This Mike Leach story has taken the nation by storm. Not quite to the extent of Tiger Woods, but it's come close. But it'll probably blow over in a few days, and no one will have much of an opinion anymore, and they probably won't care. The guy's gone; why should they?
They should care because he doesn't have a job anymore, and he should. Everyone is falling on one of two sides: Leach should've been fired, Leach shouldn't have been fired. I'm going with the former.
I think we've all experienced, either directly or indirectly, the “coach's son.” Or at least the kid who had a parent that meddled with every aspect of the team, regardless of whether the coach actually appreciated any of the input.
Apparently, Craig James, college football analyst for ESPN and father of accuser Adam James, was frequently interjecting himself into Texas Tech's general procedures. He went to practices, talked to Leach about his son's playing time, and probably tried to leverage his ESPN position for more benefits for Adam. Craig was, for all intents and purposes, that irritating dad who constantly hounded the coaches about how his kid should be treated.
-*-
■ What this task involves
Reproduce the Mike Leach commentary in full, word for word.

■ Data entries
-*-
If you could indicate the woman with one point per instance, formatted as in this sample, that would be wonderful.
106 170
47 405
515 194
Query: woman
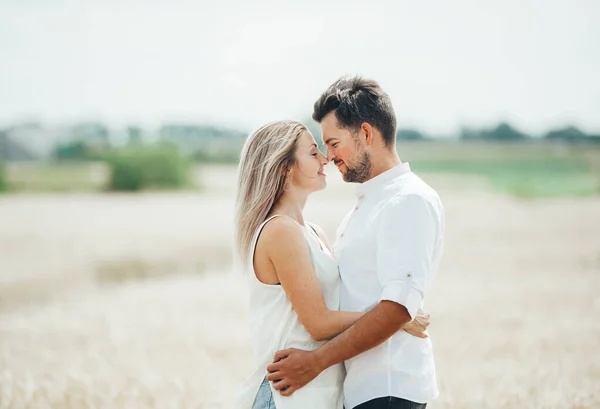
293 277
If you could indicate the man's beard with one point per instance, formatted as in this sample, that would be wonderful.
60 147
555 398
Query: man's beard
361 171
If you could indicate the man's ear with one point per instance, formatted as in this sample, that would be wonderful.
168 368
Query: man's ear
367 131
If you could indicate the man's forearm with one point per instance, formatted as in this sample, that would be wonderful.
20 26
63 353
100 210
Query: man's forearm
383 321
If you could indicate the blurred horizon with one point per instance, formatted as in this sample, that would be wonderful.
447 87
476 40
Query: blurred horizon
445 66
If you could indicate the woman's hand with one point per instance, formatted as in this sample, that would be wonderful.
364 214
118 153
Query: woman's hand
418 326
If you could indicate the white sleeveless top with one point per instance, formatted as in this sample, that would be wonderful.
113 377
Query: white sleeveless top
275 326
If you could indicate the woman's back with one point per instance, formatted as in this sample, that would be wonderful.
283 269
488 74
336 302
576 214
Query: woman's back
275 326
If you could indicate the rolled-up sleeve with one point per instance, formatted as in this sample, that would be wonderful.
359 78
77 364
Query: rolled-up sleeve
405 246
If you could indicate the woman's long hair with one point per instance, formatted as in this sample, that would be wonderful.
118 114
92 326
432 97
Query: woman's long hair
267 157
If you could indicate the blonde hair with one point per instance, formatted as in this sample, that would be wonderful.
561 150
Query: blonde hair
267 157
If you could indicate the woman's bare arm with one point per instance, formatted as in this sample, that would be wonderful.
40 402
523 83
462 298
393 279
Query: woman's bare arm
285 245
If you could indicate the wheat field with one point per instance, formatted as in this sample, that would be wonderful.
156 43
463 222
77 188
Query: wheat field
130 301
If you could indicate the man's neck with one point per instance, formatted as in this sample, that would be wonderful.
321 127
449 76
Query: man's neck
384 162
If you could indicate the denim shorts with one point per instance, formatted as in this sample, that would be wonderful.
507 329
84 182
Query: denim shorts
264 397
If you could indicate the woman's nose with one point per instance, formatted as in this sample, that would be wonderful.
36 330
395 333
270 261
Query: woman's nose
324 159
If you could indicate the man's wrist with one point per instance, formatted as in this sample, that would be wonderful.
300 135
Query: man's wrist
321 361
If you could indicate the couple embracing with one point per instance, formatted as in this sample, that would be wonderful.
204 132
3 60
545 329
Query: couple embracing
338 326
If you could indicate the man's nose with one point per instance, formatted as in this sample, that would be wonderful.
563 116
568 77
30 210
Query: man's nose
330 155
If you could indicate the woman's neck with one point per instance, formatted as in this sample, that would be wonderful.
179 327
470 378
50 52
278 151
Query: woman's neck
291 204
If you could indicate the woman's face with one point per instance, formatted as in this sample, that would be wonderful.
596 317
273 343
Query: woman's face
307 173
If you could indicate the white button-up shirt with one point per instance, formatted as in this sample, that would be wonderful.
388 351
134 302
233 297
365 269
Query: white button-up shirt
388 248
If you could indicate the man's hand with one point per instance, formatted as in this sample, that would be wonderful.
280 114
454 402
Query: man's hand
292 369
418 326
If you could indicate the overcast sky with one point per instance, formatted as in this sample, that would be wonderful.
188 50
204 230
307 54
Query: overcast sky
242 63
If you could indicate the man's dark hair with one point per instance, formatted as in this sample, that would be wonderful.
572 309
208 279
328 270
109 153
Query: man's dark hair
356 100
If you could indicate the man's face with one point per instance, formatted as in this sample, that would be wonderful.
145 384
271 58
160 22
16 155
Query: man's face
346 149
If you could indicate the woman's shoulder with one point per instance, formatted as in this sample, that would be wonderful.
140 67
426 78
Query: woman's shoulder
279 229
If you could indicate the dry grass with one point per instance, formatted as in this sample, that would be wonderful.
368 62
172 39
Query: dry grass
515 305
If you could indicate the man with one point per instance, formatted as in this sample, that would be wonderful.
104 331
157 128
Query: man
388 248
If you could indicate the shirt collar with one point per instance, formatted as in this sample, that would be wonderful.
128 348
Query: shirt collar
380 181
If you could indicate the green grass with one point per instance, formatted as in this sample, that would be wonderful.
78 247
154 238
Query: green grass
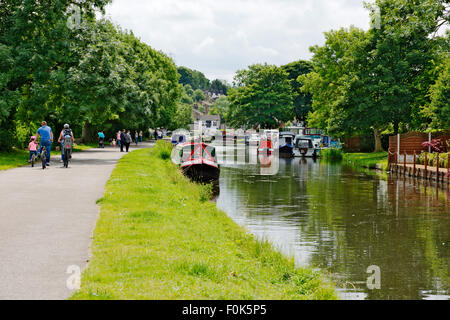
-*-
■ Output of the exercise
This Mike Leach story has taken the nation by storm. Not quite to the extent of Tiger Woods, but it's come close. But it'll probably blow over in a few days, and no one will have much of an opinion anymore, and they probably won't care. The guy's gone; why should they?
They should care because he doesn't have a job anymore, and he should. Everyone is falling on one of two sides: Leach should've been fired, Leach shouldn't have been fired. I'm going with the former.
I think we've all experienced, either directly or indirectly, the “coach's son.” Or at least the kid who had a parent that meddled with every aspect of the team, regardless of whether the coach actually appreciated any of the input.
Apparently, Craig James, college football analyst for ESPN and father of accuser Adam James, was frequently interjecting himself into Texas Tech's general procedures. He went to practices, talked to Leach about his son's playing time, and probably tried to leverage his ESPN position for more benefits for Adam. Craig was, for all intents and purposes, that irritating dad who constantly hounded the coaches about how his kid should be treated.